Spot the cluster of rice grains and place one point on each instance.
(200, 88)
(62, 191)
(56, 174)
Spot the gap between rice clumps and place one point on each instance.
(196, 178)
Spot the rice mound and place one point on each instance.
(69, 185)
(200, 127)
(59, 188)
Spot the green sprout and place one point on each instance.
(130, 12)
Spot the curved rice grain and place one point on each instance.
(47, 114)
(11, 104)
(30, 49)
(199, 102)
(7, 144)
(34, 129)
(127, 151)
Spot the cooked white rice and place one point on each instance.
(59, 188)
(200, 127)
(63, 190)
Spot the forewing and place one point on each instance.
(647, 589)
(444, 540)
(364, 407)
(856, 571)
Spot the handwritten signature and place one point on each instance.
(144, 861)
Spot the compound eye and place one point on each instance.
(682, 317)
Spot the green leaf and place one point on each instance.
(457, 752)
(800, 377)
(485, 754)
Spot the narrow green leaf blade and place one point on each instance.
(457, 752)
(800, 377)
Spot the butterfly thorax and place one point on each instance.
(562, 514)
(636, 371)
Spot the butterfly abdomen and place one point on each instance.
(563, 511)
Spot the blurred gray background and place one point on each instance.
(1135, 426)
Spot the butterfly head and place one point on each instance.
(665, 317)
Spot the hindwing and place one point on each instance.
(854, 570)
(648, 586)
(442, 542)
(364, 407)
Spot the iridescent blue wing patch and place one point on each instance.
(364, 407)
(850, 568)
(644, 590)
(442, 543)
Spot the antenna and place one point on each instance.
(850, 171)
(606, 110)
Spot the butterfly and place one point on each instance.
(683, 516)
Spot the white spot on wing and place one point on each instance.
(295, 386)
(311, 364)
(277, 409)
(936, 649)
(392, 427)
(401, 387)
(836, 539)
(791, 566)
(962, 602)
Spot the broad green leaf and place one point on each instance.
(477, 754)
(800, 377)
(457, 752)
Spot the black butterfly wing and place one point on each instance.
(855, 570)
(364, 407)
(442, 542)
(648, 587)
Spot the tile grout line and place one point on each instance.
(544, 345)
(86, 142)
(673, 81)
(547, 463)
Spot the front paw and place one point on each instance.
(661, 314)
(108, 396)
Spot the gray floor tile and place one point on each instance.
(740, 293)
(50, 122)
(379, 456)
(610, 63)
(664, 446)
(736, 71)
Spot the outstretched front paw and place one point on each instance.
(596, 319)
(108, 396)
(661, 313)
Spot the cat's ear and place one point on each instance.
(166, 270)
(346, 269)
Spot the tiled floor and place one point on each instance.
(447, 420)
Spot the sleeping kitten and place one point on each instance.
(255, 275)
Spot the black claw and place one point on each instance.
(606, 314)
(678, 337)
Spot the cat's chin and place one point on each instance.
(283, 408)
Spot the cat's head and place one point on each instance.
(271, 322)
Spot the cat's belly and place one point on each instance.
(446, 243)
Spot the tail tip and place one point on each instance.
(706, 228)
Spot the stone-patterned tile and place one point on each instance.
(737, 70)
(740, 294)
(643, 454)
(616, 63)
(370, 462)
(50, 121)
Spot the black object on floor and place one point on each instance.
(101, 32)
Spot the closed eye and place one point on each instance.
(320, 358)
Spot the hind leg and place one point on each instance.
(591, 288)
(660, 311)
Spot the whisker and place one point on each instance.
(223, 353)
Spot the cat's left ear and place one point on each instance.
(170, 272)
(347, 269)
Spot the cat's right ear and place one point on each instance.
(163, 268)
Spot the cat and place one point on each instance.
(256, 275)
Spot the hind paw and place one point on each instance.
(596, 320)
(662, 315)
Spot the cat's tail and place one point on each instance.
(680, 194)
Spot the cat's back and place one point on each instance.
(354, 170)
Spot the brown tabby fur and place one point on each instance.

Task statement: Copy every entry above word for word, with no changes.

Written answer:
Spot the cluster of rice grains and place one point on each instance.
(200, 88)
(62, 191)
(56, 174)
Spot the gap between rice clumps and place one point on each instance.
(196, 178)
Spot the rice mound and place one point on each instance.
(69, 185)
(200, 127)
(59, 188)
Spot the green sprout and place one point on each instance.
(130, 12)
Spot the curved rice grain and place one point on each instance.
(47, 114)
(11, 104)
(30, 49)
(199, 102)
(7, 144)
(34, 129)
(127, 151)
Spot the cooked white rice and place one point on each instance.
(59, 188)
(200, 127)
(63, 190)
Spot the forewing and place one point on each instance.
(647, 589)
(444, 540)
(364, 407)
(856, 571)
Spot the handwritten signature and place one point on each instance.
(144, 861)
Spot the compound eye and place one point on each instance.
(682, 317)
Spot the green leaf and place one point on each instance.
(457, 752)
(800, 377)
(485, 754)
Spot the narrow green leaf blade and place one point on each instance.
(457, 752)
(800, 377)
Spot the butterfly thorax and place one point on each instance.
(562, 514)
(636, 371)
Spot the butterfly abdomen and place one point on each instance.
(563, 511)
Spot the blurred gray background and place one point on each instance.
(1135, 426)
Spot the butterfly head and place one point on each instance.
(665, 317)
Spot the hindwing and place one point on each instance.
(854, 570)
(648, 586)
(442, 542)
(364, 407)
Spot the iridescent blue wing patch and place one point on each instance.
(364, 407)
(850, 568)
(644, 590)
(442, 543)
Spot the antenna and place one point on each instance.
(850, 171)
(606, 110)
Spot the butterfly and place one point on each instance.
(683, 516)
Spot the white spot on wing and place one point on each instance.
(295, 386)
(311, 364)
(277, 409)
(936, 649)
(392, 427)
(401, 387)
(836, 539)
(791, 566)
(962, 602)
Spot the broad green leaf and place one point on each instance.
(477, 754)
(800, 377)
(457, 752)
Spot the black butterfly wing and place one point on each instance.
(855, 570)
(364, 407)
(442, 542)
(648, 587)
Spot the tile grout line and place one point on each instance.
(544, 345)
(86, 142)
(673, 81)
(547, 463)
Spot the front paw and place one point on each instance.
(661, 314)
(108, 396)
Spot the gray floor tile and place one point on each instance.
(740, 293)
(50, 122)
(379, 456)
(610, 63)
(664, 446)
(736, 71)
Spot the outstretched front paw and place one point on each instance.
(596, 319)
(108, 396)
(661, 313)
Spot the cat's ear and place one point on each instance.
(166, 270)
(346, 269)
Spot the tiled floor and place one point on each instance.
(447, 420)
Spot the sleeping kitten and place one point on each instance.
(255, 275)
Spot the black claw and place one point on each instance.
(606, 314)
(678, 337)
Spot the cat's chin and place one point on each instance.
(283, 408)
Spot the cat's head and place one point on each instance.
(271, 322)
Spot the cat's belly and place one point on each instance.
(446, 243)
Spot the tail tip and place one point on each instance.
(706, 228)
Spot the stone-patterned tile and place one point on each instance.
(737, 70)
(740, 294)
(643, 454)
(616, 63)
(370, 462)
(50, 121)
Spot the black object on floor and place one point on each instance.
(101, 32)
Spot the closed eye and place one point on each instance.
(320, 358)
Spot the hind leg and place one point on each instance.
(591, 288)
(660, 311)
Spot the whisker and place one point on each instance.
(223, 353)
Spot the cat's left ear and place one point on each instance.
(170, 272)
(347, 269)
Spot the cat's right ear and place one point on each instance.
(163, 268)
Spot the cat and place one point on each instance.
(256, 275)
Spot the hind paw and place one point on each instance.
(596, 320)
(662, 315)
Spot the cat's tail and place one point on each instance.
(680, 194)
Spot the cat's back and place one point on each instance.
(354, 170)
Spot the brown tabby fur and place one point on each instance.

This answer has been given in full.